**Texto mostrado**
/---

El joven del carro insiste en que lo acompañemos a su casa para brindarnos chay y veamos a su hermana, embarazada y con diagnóstico de peligro para el parto. Las casas en esta región son, mayoritariamente, de dos plantas. No se permite pasar de la puerta principal calzado, y adentro todos los pisos están cubiertos por alfombras que guardan el calor y dan mucho colorido. Celal, el chofer del carro, nos invita a sentarnos en el salón, al que poco a poco llega la familia: el padre, un señor mayor que lleva unos pantalones de lana; la madre, envuelta en coloridas y estampadas ropas tradicionales, incluyendo un velo negro que le cubre todo el pelo; su hermano y su cuñado, ambos en jeans y abrigos modernos; y su hermana, con 37 semanas de gestación.

Mientras la doctora Marlene asiste a la joven, el cuñado de Celal nos explica, entre pantomimas y traducciones del móvil, que él y su familia perdieron la casa durante el terremoto. «Ahora nos tuvimos que mudar para la casa de mi suegro. Somos cuatro, y mi mujer a punto de dar a luz». ¿Niño o niña?, le pregunto, y él, contento, nos dice que será otra vez niña, pues ya tiene una de ocho años y un varón de 15.

La doctora Marlene indicaba sus prescripciones al padre de la criatura y nosotros explicábamos cómo están distribuidos nuestros colaboradores en la provincia; mientras, los vasos de chay se vaciaban. Entonces, ¿se quedan a comer?

Con mucha deferencia, y con el congrí en la memoria, agradecimos el gesto, con la excusa de que no debíamos demorarnos, pues ya casi era hora de regresar a Kahramanmaras. Los abrazos, los Tesekkürler y las manos sobre el corazón, sellaban las cálidas emociones de la tarde. Afuera ya no hace ningún frío.

\---

(Entradas guardadas)
/---

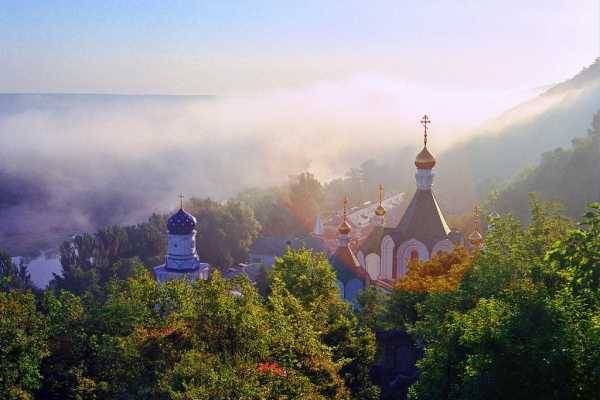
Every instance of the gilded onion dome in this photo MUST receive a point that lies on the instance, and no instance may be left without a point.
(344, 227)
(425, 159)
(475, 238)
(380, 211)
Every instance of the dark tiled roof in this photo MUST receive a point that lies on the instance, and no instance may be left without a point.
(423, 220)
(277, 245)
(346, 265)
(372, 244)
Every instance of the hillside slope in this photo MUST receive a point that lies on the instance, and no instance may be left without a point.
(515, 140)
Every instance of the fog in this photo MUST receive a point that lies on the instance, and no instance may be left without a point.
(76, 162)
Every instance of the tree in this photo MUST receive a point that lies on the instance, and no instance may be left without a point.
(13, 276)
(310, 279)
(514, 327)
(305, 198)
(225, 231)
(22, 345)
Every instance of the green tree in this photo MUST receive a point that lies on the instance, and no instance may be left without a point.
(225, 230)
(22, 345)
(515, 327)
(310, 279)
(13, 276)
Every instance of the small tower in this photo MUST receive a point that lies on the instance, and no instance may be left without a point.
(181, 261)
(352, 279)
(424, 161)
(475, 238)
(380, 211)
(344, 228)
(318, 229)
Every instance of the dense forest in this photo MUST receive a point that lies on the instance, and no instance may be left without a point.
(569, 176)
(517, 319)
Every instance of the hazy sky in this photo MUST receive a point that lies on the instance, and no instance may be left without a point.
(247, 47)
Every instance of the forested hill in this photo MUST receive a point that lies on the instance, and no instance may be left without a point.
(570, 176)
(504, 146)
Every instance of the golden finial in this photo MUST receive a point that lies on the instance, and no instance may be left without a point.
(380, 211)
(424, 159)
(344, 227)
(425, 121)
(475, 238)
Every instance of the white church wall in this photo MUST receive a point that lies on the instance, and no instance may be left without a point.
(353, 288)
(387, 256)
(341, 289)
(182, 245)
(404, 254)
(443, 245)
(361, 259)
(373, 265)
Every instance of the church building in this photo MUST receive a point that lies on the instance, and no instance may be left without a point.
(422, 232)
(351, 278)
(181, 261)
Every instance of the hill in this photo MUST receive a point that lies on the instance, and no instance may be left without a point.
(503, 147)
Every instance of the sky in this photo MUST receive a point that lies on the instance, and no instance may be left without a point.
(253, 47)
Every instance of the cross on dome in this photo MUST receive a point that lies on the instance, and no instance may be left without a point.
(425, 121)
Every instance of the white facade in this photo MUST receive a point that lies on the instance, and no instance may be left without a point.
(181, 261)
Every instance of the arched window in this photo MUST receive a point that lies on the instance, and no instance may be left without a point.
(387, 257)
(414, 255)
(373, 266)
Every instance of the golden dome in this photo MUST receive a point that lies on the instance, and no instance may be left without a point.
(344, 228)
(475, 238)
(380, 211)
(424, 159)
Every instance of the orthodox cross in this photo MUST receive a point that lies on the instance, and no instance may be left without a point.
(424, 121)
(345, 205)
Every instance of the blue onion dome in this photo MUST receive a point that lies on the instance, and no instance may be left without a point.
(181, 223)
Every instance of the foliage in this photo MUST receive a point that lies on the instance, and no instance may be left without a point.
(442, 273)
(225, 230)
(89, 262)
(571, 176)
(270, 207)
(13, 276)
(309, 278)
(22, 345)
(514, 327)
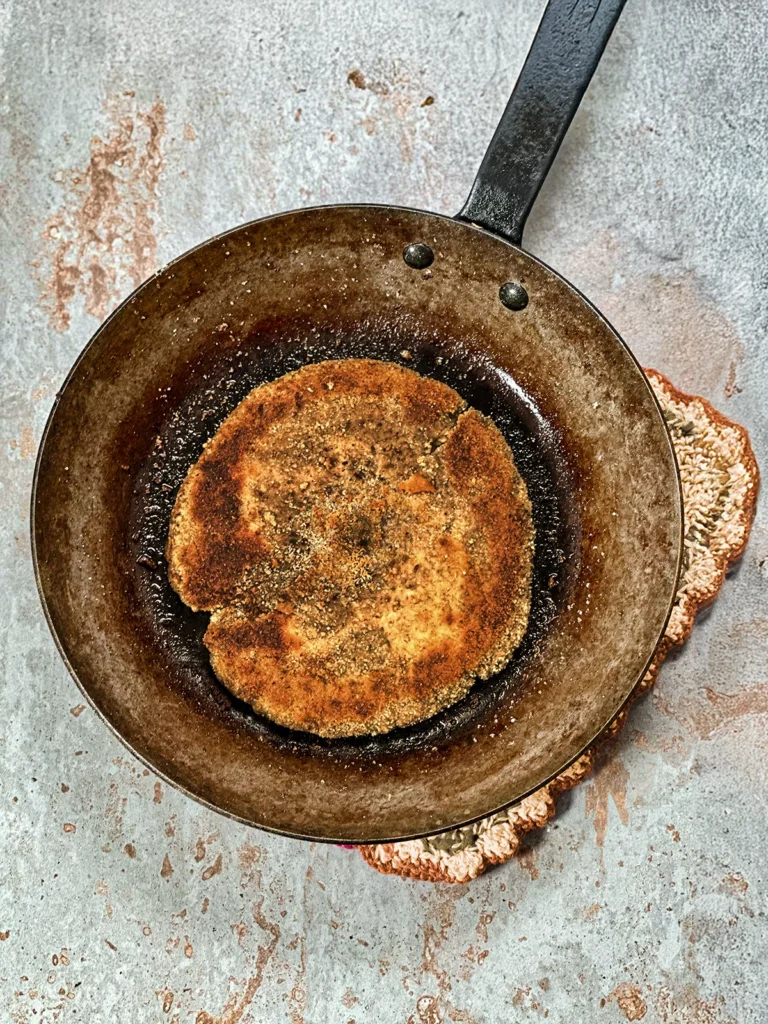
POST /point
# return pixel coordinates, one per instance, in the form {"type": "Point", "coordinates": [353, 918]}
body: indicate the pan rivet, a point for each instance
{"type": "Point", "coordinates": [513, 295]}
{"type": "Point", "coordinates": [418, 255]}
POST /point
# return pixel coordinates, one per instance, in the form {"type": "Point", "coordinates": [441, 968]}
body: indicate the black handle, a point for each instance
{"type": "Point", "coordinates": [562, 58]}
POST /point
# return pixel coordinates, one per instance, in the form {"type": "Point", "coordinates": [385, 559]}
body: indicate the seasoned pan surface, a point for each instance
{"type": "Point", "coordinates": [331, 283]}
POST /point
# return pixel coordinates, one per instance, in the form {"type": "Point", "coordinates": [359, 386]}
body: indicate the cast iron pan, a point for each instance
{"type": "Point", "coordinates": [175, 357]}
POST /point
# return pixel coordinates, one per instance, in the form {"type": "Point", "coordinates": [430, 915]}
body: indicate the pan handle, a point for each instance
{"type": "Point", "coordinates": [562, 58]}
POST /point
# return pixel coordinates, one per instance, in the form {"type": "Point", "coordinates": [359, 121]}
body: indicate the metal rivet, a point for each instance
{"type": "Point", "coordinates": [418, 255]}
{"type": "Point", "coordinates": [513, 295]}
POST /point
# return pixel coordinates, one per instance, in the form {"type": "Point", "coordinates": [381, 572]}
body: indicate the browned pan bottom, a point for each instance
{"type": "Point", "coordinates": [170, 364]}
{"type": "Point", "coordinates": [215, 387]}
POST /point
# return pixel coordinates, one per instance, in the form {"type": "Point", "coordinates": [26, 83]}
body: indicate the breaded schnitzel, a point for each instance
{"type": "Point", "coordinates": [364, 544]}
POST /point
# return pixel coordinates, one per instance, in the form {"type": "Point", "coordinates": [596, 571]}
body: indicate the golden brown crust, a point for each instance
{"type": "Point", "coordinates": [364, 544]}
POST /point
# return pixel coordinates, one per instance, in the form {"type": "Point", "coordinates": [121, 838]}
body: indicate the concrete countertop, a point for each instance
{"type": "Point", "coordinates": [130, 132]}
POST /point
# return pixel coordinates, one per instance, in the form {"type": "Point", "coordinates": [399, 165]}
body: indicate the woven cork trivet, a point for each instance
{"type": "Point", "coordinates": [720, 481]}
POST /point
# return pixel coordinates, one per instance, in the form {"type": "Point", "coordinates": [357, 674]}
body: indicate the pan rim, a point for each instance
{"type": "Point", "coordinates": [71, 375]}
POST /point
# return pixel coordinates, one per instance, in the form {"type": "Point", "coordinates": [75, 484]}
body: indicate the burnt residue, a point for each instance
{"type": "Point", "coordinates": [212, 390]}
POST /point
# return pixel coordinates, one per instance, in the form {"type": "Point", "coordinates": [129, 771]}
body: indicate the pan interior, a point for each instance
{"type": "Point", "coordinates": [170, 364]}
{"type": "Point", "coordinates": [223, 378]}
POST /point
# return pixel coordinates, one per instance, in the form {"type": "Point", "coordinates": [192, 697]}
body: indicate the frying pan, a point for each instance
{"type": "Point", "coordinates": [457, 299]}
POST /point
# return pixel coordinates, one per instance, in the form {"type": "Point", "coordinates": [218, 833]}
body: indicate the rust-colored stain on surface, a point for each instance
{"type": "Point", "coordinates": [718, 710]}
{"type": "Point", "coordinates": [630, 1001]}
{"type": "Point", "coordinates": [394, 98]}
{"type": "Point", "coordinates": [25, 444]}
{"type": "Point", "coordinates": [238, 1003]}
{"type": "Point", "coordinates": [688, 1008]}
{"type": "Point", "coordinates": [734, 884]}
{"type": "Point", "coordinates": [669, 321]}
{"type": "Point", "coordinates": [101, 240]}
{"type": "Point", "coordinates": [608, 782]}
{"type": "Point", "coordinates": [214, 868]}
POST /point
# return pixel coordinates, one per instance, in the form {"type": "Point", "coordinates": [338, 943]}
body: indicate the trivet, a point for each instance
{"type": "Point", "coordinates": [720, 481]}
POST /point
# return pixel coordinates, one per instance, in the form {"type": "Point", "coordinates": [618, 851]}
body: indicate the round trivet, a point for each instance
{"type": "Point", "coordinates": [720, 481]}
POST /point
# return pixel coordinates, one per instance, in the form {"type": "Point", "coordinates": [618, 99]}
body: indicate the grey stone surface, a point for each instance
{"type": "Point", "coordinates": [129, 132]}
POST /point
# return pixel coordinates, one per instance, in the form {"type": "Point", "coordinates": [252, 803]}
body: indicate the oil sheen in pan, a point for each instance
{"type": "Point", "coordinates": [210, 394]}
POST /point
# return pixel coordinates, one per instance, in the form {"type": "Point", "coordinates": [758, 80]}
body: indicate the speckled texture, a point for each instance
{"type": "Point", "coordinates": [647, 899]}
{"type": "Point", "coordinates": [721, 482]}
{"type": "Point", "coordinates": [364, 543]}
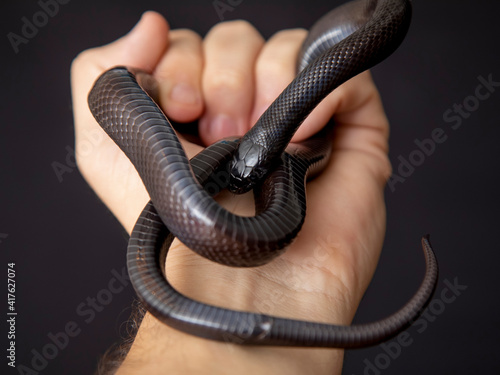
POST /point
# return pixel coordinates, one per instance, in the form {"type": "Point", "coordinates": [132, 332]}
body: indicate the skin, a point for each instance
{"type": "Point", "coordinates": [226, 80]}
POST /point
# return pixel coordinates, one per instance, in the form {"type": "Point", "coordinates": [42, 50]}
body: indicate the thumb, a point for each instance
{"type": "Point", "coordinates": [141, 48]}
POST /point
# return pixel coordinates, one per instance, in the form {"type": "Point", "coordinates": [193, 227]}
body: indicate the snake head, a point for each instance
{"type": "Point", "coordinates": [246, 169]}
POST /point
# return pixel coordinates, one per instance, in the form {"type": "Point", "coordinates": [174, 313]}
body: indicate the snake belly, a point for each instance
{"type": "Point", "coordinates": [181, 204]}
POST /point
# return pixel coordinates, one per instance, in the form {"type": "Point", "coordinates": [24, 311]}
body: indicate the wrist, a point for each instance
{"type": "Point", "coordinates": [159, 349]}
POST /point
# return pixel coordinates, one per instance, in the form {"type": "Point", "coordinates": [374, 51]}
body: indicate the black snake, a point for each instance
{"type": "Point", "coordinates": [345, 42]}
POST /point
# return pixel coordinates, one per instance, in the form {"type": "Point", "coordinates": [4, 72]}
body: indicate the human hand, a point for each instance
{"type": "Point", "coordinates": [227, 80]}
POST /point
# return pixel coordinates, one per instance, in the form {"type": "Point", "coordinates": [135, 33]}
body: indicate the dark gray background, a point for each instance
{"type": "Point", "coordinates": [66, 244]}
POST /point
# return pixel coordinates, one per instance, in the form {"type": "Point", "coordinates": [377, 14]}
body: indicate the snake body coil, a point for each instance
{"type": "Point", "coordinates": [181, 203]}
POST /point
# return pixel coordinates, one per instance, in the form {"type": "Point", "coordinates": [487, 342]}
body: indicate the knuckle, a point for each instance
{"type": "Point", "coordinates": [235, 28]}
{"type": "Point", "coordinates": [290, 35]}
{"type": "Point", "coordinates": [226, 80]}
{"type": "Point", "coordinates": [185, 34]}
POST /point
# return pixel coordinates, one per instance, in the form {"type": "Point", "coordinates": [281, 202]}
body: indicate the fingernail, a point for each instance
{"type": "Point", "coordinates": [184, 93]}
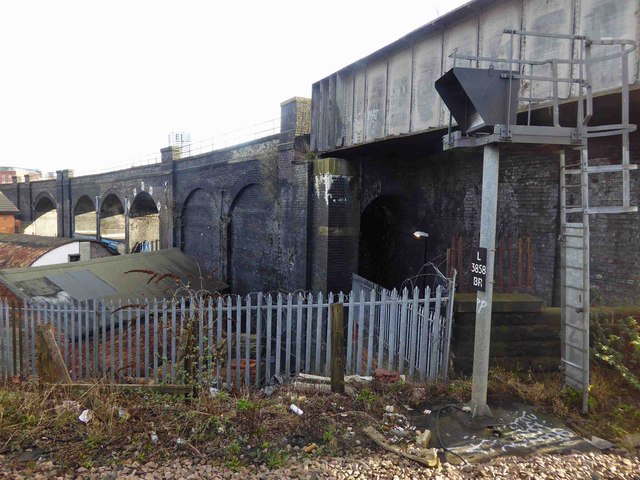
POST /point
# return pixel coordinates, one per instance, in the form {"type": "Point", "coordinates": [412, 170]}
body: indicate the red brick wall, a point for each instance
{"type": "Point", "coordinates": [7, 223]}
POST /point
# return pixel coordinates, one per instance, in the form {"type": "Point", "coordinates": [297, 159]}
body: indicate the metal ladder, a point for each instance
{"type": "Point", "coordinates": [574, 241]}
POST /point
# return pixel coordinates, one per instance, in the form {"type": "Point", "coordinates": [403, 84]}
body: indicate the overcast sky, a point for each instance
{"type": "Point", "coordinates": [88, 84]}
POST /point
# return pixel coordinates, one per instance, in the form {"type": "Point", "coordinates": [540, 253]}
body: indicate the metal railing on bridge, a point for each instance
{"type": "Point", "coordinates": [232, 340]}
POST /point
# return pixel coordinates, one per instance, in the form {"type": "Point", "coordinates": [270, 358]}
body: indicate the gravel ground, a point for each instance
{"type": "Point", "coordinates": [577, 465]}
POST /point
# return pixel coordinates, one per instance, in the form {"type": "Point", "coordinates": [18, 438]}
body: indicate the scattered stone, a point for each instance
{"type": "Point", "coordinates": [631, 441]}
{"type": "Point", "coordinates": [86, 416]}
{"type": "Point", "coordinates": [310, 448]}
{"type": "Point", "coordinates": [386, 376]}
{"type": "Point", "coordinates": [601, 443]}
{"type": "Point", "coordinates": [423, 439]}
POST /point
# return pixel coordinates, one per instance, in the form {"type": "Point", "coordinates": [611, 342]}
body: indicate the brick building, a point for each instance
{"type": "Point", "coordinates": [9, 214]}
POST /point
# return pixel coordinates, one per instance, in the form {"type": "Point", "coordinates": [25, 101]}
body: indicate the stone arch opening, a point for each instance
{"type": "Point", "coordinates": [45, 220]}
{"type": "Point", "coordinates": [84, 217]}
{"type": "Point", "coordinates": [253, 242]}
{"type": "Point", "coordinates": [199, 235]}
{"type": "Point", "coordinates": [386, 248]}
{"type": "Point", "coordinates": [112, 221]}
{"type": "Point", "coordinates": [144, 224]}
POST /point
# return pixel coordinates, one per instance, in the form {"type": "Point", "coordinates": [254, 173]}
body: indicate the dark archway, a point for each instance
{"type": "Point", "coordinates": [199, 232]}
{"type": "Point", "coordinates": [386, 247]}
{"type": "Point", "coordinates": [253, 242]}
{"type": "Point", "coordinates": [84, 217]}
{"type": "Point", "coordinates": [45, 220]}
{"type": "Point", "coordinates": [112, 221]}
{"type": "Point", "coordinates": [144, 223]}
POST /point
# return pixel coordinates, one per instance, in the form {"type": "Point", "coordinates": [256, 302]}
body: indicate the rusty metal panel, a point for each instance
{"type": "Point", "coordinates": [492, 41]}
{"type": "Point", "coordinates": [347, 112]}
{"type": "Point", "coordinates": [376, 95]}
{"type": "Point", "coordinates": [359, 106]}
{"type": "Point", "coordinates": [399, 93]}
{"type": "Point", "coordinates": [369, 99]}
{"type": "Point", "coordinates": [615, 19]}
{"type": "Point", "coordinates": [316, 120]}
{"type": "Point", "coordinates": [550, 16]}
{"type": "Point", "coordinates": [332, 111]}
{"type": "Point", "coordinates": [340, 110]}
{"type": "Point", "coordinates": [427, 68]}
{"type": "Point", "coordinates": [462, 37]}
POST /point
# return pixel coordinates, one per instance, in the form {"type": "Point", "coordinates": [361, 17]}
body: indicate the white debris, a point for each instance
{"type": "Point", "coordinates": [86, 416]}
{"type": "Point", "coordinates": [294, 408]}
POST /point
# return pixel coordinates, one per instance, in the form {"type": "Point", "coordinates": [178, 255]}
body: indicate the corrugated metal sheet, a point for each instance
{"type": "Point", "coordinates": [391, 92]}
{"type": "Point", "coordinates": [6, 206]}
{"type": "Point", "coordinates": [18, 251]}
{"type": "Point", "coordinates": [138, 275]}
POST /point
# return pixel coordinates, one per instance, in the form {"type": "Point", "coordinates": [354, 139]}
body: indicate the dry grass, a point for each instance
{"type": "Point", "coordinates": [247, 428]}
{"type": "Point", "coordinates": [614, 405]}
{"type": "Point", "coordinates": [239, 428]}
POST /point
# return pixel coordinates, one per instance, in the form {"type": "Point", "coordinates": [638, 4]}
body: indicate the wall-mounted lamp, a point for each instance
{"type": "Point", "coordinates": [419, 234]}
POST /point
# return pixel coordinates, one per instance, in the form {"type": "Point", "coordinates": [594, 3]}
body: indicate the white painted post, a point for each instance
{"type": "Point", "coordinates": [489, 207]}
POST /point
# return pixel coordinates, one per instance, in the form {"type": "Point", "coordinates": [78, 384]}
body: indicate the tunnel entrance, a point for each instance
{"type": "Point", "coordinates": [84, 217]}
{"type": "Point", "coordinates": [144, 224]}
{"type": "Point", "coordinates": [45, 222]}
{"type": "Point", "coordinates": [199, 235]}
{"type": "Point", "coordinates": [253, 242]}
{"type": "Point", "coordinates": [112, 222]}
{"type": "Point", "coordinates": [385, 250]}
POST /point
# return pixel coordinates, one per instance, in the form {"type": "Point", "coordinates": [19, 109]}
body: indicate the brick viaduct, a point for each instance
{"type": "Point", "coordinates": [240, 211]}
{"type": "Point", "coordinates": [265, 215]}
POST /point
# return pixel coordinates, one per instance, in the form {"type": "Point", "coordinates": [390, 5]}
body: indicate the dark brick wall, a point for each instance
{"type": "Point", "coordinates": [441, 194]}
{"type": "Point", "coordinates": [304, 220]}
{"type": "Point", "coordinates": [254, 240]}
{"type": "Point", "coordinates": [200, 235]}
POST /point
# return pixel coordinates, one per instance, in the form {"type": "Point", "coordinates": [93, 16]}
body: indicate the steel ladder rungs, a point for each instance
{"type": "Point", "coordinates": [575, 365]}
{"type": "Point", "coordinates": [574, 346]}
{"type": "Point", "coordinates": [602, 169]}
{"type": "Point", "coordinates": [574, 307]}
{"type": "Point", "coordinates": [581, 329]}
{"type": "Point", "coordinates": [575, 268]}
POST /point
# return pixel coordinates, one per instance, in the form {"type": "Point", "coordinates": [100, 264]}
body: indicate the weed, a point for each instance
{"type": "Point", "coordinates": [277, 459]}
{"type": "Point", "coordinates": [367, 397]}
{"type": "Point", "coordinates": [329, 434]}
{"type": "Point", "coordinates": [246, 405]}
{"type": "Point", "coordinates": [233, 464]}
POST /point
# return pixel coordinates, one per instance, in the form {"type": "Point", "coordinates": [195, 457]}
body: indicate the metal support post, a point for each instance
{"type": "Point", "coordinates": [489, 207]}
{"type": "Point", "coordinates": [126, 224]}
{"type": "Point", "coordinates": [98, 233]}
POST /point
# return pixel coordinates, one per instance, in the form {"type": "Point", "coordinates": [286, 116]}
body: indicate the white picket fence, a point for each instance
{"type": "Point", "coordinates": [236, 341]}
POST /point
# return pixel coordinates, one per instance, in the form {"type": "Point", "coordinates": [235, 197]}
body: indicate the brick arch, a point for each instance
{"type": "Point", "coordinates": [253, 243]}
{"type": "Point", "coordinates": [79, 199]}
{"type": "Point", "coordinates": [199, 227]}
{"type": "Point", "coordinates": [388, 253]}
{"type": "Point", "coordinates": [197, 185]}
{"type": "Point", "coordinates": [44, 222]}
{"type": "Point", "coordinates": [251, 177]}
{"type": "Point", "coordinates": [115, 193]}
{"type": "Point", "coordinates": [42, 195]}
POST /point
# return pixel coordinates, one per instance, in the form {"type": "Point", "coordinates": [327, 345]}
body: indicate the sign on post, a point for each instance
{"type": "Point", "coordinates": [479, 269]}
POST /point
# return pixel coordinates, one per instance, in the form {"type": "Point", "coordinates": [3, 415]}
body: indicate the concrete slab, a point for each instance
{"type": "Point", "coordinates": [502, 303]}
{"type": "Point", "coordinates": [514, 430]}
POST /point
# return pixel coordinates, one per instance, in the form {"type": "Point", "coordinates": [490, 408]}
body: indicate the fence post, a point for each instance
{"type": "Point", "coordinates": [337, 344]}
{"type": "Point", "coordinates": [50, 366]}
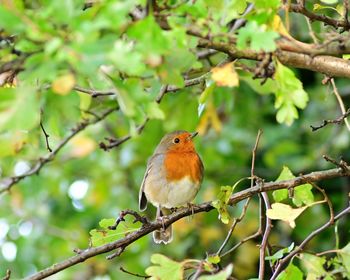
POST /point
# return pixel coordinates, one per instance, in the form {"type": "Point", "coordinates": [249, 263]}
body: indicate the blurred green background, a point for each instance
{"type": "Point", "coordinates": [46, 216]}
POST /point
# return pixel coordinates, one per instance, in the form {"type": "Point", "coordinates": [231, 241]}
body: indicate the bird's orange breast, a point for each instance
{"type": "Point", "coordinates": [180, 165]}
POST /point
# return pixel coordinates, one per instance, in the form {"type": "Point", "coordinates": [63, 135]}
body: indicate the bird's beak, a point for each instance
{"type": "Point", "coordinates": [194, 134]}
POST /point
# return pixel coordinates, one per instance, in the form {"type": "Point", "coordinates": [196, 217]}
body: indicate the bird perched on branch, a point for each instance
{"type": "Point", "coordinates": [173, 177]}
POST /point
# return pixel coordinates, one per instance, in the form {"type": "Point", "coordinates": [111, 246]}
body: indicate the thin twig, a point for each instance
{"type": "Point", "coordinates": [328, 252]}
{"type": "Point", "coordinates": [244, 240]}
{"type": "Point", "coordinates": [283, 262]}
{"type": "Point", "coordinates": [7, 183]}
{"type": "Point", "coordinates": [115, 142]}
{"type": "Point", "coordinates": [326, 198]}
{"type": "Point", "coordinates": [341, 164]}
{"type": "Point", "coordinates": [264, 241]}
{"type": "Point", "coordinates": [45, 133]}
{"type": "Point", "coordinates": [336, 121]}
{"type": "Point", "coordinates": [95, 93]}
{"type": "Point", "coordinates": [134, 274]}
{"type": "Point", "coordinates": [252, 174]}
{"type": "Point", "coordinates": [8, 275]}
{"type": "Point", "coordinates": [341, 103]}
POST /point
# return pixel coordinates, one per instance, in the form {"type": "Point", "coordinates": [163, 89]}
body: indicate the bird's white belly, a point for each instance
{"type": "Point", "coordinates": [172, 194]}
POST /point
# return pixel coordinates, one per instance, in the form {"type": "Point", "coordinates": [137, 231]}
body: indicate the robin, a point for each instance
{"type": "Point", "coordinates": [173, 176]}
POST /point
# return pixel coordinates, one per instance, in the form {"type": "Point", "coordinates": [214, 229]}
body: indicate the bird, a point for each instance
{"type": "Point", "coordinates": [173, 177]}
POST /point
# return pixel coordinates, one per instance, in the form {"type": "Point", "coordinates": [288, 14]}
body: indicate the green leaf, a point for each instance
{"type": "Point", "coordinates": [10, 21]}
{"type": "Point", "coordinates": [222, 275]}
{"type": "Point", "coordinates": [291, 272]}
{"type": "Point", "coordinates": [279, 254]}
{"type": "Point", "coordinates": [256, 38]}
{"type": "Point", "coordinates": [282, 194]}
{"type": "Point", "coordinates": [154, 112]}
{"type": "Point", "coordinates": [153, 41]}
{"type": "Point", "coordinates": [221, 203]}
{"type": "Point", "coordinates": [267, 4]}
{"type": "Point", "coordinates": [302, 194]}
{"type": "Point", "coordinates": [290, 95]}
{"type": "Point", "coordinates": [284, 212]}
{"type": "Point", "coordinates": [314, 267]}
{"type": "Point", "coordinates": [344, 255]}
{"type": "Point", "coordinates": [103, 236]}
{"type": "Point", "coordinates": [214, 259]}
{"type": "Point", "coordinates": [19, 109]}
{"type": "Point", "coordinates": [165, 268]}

\---

**Consignas del ejercicio**
**a)** Según el texto mostrado, ¿qué cubre los pisos del interior de las casas?
**b)** Traduce al inglés esta oración del texto mostrado: «Las casas en esta región son, mayoritariamente, de dos plantas.»
**c)** Devuelve sin cambios el tramo del texto mostrado que va desde "Mientras la doctora" hasta "varón de 15.".
Las filas no guardan ninguna relación con el texto mostrado.

**Respuestas esperadas**
**a)** Alfombras que guardan el calor y dan mucho colorido.

**b)** The houses in this region are mostly two-story.

**c)**
Mientras la doctora Marlene asiste a la joven, el cuñado de Celal nos explica, entre pantomimas y traducciones del móvil, que él y su familia perdieron la casa durante el terremoto. «Ahora nos tuvimos que mudar para la casa de mi suegro. Somos cuatro, y mi mujer a punto de dar a luz». ¿Niño o niña?, le pregunto, y él, contento, nos dice que será otra vez niña, pues ya tiene una de ocho años y un varón de 15.